**Task brief**
The records below must be retyped exactly.

(Data records)
┄┄┄┄┄┄┄┄┄┄┄┄┄┄┄┄┄┄┄┄
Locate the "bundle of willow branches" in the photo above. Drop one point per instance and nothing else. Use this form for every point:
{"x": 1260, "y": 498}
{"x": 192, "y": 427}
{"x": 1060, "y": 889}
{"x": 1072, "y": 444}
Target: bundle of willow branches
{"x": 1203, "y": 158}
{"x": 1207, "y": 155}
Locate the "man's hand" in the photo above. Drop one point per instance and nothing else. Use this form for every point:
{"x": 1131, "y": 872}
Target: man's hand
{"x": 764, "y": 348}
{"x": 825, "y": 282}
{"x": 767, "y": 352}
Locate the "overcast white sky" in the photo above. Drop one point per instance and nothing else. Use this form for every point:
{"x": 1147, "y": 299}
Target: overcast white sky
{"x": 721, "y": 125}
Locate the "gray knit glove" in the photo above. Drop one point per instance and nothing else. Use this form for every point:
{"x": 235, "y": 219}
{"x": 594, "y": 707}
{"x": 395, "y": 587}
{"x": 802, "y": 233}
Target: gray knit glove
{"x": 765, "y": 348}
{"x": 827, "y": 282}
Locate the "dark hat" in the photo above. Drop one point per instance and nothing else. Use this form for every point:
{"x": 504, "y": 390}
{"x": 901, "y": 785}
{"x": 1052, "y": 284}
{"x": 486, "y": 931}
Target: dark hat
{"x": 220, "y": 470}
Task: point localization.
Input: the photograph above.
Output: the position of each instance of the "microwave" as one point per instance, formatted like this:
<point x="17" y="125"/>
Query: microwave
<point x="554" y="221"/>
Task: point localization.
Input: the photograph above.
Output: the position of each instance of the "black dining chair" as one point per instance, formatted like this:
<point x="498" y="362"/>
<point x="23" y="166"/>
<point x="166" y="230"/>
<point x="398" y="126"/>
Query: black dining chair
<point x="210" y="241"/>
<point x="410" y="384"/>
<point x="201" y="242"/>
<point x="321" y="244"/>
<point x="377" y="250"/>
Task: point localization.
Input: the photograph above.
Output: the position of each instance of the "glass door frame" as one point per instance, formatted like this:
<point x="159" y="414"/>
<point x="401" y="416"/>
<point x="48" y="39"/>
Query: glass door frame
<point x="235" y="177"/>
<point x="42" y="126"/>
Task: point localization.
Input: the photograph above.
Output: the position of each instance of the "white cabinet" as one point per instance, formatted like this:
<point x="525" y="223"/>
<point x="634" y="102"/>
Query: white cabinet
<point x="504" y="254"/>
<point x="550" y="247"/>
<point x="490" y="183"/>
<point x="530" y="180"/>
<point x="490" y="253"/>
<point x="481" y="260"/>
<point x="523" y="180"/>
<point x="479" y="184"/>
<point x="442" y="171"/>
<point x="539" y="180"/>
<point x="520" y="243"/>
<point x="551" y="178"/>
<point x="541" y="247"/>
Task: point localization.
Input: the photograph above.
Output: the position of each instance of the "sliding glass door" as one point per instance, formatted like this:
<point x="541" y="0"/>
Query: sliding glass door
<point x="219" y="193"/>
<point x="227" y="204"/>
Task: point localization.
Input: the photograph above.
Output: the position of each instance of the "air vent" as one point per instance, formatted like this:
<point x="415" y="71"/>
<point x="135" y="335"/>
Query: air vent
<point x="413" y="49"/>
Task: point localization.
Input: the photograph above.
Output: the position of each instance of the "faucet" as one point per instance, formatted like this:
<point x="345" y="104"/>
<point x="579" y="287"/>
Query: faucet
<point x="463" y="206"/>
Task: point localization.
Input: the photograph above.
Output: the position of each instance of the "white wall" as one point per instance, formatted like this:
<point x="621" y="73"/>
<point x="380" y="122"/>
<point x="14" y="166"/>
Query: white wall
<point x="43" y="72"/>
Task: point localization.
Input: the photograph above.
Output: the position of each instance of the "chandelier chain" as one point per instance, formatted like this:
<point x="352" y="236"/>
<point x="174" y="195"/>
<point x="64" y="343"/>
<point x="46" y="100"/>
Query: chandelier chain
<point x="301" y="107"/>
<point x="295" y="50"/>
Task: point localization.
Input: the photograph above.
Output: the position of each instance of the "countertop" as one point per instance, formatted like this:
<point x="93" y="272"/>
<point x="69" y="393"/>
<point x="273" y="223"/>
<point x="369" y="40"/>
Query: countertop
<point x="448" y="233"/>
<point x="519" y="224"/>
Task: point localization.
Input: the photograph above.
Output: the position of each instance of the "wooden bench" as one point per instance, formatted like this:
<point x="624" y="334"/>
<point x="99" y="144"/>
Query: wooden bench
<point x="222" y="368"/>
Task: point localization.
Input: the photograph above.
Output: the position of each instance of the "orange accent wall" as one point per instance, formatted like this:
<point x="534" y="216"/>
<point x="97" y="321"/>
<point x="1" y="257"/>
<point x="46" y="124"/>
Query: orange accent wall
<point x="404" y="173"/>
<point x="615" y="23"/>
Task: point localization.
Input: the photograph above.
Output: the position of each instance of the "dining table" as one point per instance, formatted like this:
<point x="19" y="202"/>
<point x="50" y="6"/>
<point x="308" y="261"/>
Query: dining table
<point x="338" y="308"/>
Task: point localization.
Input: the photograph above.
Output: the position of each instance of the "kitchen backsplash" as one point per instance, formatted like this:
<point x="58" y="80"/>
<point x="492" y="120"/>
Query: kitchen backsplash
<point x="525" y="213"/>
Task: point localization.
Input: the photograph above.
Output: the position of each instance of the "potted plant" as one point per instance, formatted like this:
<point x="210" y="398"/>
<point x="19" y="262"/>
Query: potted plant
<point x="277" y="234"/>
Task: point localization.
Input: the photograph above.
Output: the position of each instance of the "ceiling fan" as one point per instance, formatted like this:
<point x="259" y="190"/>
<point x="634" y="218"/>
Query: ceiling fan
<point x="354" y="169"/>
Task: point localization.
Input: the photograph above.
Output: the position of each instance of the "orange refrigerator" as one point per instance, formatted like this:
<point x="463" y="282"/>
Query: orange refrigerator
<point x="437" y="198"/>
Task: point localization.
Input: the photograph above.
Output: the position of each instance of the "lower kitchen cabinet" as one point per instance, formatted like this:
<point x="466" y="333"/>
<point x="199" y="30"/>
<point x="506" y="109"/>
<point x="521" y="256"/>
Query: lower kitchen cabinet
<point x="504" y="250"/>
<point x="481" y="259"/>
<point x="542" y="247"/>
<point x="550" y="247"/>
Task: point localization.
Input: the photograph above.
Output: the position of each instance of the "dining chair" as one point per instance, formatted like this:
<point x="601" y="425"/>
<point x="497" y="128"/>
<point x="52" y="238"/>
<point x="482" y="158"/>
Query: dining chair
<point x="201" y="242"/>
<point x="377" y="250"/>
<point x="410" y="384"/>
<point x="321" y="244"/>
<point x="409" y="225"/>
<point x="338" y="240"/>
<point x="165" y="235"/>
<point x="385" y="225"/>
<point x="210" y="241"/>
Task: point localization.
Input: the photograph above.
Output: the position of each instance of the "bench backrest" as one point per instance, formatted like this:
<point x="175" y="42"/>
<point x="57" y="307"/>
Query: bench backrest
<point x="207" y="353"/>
┄┄┄┄┄┄┄┄┄┄┄┄┄┄┄┄┄┄┄┄
**Completed task**
Locate the "bundle of willow branches" in the photo above. Drop one point per instance and nothing else. Use this form for every point:
{"x": 1260, "y": 498}
{"x": 192, "y": 427}
{"x": 1060, "y": 889}
{"x": 1072, "y": 444}
Target: bundle of willow branches
{"x": 1203, "y": 158}
{"x": 1207, "y": 155}
Locate the "man's hand" in the photo above. Drop one point per instance and nothing else. Use this form for every point:
{"x": 1131, "y": 872}
Target: man's hand
{"x": 764, "y": 348}
{"x": 825, "y": 282}
{"x": 767, "y": 352}
Locate the "overcast white sky" in the photo above. Drop one point per instance and nothing else. Use this form for every point:
{"x": 1147, "y": 299}
Target: overcast white sky
{"x": 721, "y": 125}
Locate the "gray knit glove" in the photo above. Drop one point per instance and nothing else. Use this form for every point:
{"x": 235, "y": 219}
{"x": 594, "y": 707}
{"x": 395, "y": 587}
{"x": 802, "y": 233}
Target: gray knit glove
{"x": 765, "y": 348}
{"x": 827, "y": 282}
Locate the "dark hat" in the photo above. Drop one point per instance and nothing else. Use this form for every point:
{"x": 504, "y": 390}
{"x": 901, "y": 785}
{"x": 1052, "y": 284}
{"x": 486, "y": 931}
Target: dark hat
{"x": 220, "y": 470}
Task: point localization.
Input: the photograph above.
Output: the position of each instance of the "microwave" as one point per instance, formatted like this:
<point x="17" y="125"/>
Query: microwave
<point x="554" y="221"/>
Task: point localization.
Input: the photograph above.
Output: the position of each instance of the "black dining chair" as one point per instance, formatted like this:
<point x="498" y="362"/>
<point x="23" y="166"/>
<point x="166" y="230"/>
<point x="398" y="126"/>
Query: black dining chair
<point x="210" y="241"/>
<point x="410" y="384"/>
<point x="201" y="242"/>
<point x="321" y="244"/>
<point x="377" y="250"/>
Task: point localization.
Input: the photograph above.
Output: the position of each instance of the "glass door frame" as one point per instance, formatted like this:
<point x="159" y="414"/>
<point x="401" y="416"/>
<point x="48" y="39"/>
Query: glass door frame
<point x="235" y="177"/>
<point x="42" y="126"/>
Task: point localization.
Input: the photograph above.
Output: the position of each instance of the "white cabinet" as one point per instance, formatted like this:
<point x="525" y="223"/>
<point x="634" y="102"/>
Query: white cabinet
<point x="504" y="254"/>
<point x="550" y="247"/>
<point x="490" y="183"/>
<point x="530" y="180"/>
<point x="490" y="253"/>
<point x="481" y="260"/>
<point x="523" y="180"/>
<point x="479" y="184"/>
<point x="442" y="171"/>
<point x="539" y="180"/>
<point x="520" y="243"/>
<point x="551" y="178"/>
<point x="541" y="247"/>
Task: point localization.
Input: the photograph above.
Output: the position of each instance of the "sliding glass door" as one point per instance, formatted like this:
<point x="541" y="0"/>
Query: sliding glass door
<point x="219" y="193"/>
<point x="227" y="204"/>
Task: point localization.
Input: the photograph above.
Output: the position of each instance of the "air vent" as one point per instance, formatted like this:
<point x="415" y="71"/>
<point x="135" y="335"/>
Query: air vent
<point x="413" y="49"/>
Task: point localization.
Input: the photograph above.
Output: the position of each instance of the "faucet" as one point per instance, formatted like this:
<point x="345" y="104"/>
<point x="579" y="287"/>
Query: faucet
<point x="463" y="206"/>
Task: point localization.
Input: the photograph above.
Output: the position of each instance of the "white wall" as one point per instance, formatted like this:
<point x="621" y="73"/>
<point x="380" y="122"/>
<point x="14" y="166"/>
Query: white wall
<point x="43" y="72"/>
Task: point localization.
Input: the photograph above.
Output: the position of each instance of the "chandelier chain" as one point per instance, formatted like this:
<point x="352" y="236"/>
<point x="174" y="195"/>
<point x="64" y="343"/>
<point x="46" y="100"/>
Query: chandelier chain
<point x="301" y="107"/>
<point x="295" y="50"/>
Task: point localization.
Input: the photograph above.
Output: the position of each instance of the "countertop" as one point per instance, formatted like this:
<point x="93" y="272"/>
<point x="69" y="393"/>
<point x="273" y="223"/>
<point x="369" y="40"/>
Query: countertop
<point x="448" y="233"/>
<point x="519" y="224"/>
Task: point localization.
Input: the photograph above.
Output: the position of each instance of the "wooden bench" as one point per instance, formatted like this:
<point x="624" y="334"/>
<point x="99" y="144"/>
Query: wooden bench
<point x="222" y="368"/>
Task: point localization.
Input: the photograph above.
Output: the position of each instance of the "orange accent wall" as one point per instance, formatted like this:
<point x="534" y="216"/>
<point x="97" y="321"/>
<point x="1" y="257"/>
<point x="46" y="124"/>
Query: orange accent wall
<point x="404" y="173"/>
<point x="615" y="23"/>
Task: point localization.
Input: the photograph above.
Output: the position of each instance of the "dining table" as one point per instance, formatted like this:
<point x="19" y="202"/>
<point x="50" y="6"/>
<point x="308" y="261"/>
Query: dining table
<point x="338" y="308"/>
Task: point localization.
Input: the photograph above.
Output: the position of each instance of the "kitchen backsplash" as one point per instance, formatted like this:
<point x="58" y="80"/>
<point x="492" y="120"/>
Query: kitchen backsplash
<point x="525" y="213"/>
Task: point localization.
Input: the photograph above.
Output: the position of each instance of the "potted plant" as one point per instance, formatted like this:
<point x="210" y="398"/>
<point x="19" y="262"/>
Query: potted plant
<point x="277" y="234"/>
Task: point localization.
Input: the photograph above.
Output: the position of each instance of the "ceiling fan" as one point per instance, formatted like this:
<point x="259" y="190"/>
<point x="634" y="218"/>
Query: ceiling fan
<point x="354" y="169"/>
Task: point localization.
Input: the photograph above.
Output: the position of each instance of the "orange refrigerator" as one point per instance, formatted like this:
<point x="463" y="282"/>
Query: orange refrigerator
<point x="437" y="198"/>
Task: point localization.
Input: the photograph above.
Output: the position of each instance of the "lower kitchen cabinet" as one point per instance, formatted like this:
<point x="466" y="333"/>
<point x="199" y="30"/>
<point x="506" y="109"/>
<point x="521" y="256"/>
Query: lower kitchen cabinet
<point x="504" y="250"/>
<point x="481" y="259"/>
<point x="542" y="247"/>
<point x="550" y="247"/>
Task: point localization.
Input: the photograph above.
Output: the position of each instance of the "dining chair" as one point per instance, formatted like this:
<point x="601" y="425"/>
<point x="497" y="128"/>
<point x="52" y="238"/>
<point x="482" y="158"/>
Query: dining chair
<point x="201" y="242"/>
<point x="377" y="250"/>
<point x="410" y="384"/>
<point x="321" y="244"/>
<point x="409" y="225"/>
<point x="338" y="240"/>
<point x="165" y="235"/>
<point x="385" y="225"/>
<point x="210" y="241"/>
Task: point localization.
Input: the photograph above.
Output: the position of each instance of the "bench backrest" as one point per instance, formatted like this:
<point x="175" y="42"/>
<point x="57" y="307"/>
Query: bench backrest
<point x="207" y="353"/>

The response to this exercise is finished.